[Begin TASK DATA]
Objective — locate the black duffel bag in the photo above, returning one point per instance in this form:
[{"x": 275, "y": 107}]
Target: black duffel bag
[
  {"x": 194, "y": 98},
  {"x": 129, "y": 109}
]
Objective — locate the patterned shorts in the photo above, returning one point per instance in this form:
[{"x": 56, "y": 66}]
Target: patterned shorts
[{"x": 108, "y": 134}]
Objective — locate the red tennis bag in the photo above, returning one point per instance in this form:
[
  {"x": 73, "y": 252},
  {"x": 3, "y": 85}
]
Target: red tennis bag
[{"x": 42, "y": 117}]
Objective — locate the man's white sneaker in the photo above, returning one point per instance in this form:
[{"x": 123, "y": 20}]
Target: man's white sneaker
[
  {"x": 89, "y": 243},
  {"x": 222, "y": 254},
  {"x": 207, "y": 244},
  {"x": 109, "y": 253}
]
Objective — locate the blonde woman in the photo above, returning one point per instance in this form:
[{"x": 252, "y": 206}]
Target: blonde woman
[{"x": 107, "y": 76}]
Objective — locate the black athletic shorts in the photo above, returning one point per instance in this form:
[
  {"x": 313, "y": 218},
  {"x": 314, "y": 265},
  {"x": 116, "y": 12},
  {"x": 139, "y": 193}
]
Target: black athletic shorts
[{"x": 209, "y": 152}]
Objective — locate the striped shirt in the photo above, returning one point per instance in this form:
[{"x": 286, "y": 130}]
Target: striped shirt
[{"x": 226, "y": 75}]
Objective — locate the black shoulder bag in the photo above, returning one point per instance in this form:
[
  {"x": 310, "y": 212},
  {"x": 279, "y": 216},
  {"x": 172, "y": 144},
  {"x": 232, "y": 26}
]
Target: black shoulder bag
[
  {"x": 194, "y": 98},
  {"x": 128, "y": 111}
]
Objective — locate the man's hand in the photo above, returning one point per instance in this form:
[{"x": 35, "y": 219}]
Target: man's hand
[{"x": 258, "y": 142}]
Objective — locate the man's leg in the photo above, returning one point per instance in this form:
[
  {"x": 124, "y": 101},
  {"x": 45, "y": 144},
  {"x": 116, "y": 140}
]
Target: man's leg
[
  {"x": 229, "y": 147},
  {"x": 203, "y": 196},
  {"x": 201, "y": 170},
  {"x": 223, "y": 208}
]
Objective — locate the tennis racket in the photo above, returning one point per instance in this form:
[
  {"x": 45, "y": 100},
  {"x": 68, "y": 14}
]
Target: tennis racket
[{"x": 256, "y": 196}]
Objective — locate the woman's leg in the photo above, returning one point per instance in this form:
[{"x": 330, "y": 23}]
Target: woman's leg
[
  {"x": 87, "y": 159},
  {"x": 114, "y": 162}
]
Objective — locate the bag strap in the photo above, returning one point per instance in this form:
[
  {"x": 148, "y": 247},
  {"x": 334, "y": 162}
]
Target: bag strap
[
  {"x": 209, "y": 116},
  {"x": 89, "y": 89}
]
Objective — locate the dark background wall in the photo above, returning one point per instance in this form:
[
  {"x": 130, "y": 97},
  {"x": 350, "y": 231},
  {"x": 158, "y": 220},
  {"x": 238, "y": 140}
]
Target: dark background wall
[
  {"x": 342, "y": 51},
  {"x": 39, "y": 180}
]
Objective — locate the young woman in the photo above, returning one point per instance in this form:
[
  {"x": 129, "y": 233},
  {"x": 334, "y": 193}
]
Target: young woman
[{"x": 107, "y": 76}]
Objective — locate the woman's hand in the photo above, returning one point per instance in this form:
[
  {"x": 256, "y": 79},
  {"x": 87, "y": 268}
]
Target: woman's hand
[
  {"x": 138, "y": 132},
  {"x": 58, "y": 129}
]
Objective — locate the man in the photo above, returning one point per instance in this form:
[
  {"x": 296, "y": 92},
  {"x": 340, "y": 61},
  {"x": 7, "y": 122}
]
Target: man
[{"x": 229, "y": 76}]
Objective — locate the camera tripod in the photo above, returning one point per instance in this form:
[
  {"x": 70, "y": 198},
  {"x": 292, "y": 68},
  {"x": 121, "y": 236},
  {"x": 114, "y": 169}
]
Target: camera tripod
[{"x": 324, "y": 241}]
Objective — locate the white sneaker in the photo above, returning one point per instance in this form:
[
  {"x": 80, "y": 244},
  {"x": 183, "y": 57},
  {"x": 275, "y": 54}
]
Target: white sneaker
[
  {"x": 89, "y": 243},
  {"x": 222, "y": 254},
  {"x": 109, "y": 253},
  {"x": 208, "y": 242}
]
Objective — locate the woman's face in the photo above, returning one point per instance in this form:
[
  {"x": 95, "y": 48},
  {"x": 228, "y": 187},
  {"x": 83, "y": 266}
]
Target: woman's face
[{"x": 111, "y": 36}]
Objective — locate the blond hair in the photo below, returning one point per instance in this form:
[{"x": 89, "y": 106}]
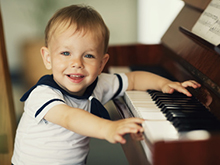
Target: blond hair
[{"x": 84, "y": 17}]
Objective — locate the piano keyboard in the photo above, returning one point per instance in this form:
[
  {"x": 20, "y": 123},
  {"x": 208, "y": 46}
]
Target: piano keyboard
[{"x": 169, "y": 116}]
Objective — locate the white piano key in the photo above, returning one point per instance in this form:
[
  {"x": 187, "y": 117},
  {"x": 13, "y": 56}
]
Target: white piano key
[
  {"x": 160, "y": 130},
  {"x": 152, "y": 116},
  {"x": 148, "y": 109}
]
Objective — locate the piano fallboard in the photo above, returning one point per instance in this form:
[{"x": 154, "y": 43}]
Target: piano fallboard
[
  {"x": 160, "y": 134},
  {"x": 184, "y": 56}
]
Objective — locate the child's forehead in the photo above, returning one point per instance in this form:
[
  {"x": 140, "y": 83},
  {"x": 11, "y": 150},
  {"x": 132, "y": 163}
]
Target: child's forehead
[{"x": 73, "y": 29}]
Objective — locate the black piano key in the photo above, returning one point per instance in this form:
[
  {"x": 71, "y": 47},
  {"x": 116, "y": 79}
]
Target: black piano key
[
  {"x": 188, "y": 115},
  {"x": 166, "y": 109},
  {"x": 185, "y": 113},
  {"x": 174, "y": 103},
  {"x": 207, "y": 127},
  {"x": 178, "y": 122}
]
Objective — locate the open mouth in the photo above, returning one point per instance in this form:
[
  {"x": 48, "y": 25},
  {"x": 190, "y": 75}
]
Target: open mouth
[{"x": 75, "y": 76}]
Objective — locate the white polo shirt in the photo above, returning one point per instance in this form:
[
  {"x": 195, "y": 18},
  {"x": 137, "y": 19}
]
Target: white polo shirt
[{"x": 40, "y": 142}]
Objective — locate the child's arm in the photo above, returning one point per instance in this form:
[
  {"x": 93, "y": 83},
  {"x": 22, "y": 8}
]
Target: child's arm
[
  {"x": 85, "y": 123},
  {"x": 140, "y": 80}
]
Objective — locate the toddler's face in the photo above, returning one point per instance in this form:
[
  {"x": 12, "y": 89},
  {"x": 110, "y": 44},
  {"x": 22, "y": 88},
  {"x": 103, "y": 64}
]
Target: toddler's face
[{"x": 76, "y": 59}]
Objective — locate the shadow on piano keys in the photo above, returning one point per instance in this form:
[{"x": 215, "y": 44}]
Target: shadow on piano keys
[{"x": 177, "y": 129}]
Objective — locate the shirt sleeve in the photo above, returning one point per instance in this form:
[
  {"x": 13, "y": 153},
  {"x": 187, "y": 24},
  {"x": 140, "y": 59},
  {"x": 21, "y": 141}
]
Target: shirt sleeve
[
  {"x": 110, "y": 86},
  {"x": 41, "y": 100}
]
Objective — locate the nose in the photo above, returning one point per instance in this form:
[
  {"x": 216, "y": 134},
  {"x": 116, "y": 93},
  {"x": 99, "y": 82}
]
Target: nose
[{"x": 77, "y": 63}]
[End TASK DATA]
*WHAT NEEDS TO BE DONE*: Repeat, without changes, every line from the one that contains "Objective — locate the black piano" through the final line of the data.

*OUTPUT FOR THIS EXERCISE*:
Objective — locate the black piano key in the photo above, returning one point per instance in this form:
[
  {"x": 71, "y": 47},
  {"x": 116, "y": 79}
]
Target: black piano key
[
  {"x": 188, "y": 115},
  {"x": 166, "y": 109},
  {"x": 185, "y": 113},
  {"x": 174, "y": 103},
  {"x": 207, "y": 127},
  {"x": 178, "y": 122}
]
Objective — locate the open mouth in the photo above, returning one point per instance in this form:
[
  {"x": 48, "y": 25},
  {"x": 190, "y": 75}
]
Target: open mouth
[{"x": 75, "y": 76}]
Objective — locate the white polo shirt in the photo above, returning one point per instance in this form:
[
  {"x": 195, "y": 18},
  {"x": 137, "y": 19}
]
Target: white polo shirt
[{"x": 40, "y": 142}]
Objective — locate the child's arm in the photo above, returning one point per instance in this form:
[
  {"x": 93, "y": 83},
  {"x": 22, "y": 8}
]
Target: child's arm
[
  {"x": 85, "y": 123},
  {"x": 140, "y": 80}
]
Objective — locate the toddler's face in the photo above, returning one point per instance in this form:
[
  {"x": 12, "y": 89},
  {"x": 110, "y": 44},
  {"x": 22, "y": 88},
  {"x": 103, "y": 64}
]
Target: toddler's face
[{"x": 76, "y": 59}]
Objective — locate the shadow on piano keys in the photo above, returning one point per instance in this form:
[{"x": 215, "y": 44}]
Target: shadow on piano keys
[{"x": 177, "y": 129}]
Objective — locate the shirt sleeve in the photo above, returning one point per instance in this form:
[
  {"x": 13, "y": 153},
  {"x": 187, "y": 24},
  {"x": 140, "y": 59},
  {"x": 21, "y": 141}
]
Target: shirt sleeve
[
  {"x": 110, "y": 86},
  {"x": 41, "y": 100}
]
Objective — locate the nose in the photo above, returning one point per instance in this form:
[
  {"x": 216, "y": 134},
  {"x": 116, "y": 93},
  {"x": 99, "y": 82}
]
Target: nose
[{"x": 77, "y": 63}]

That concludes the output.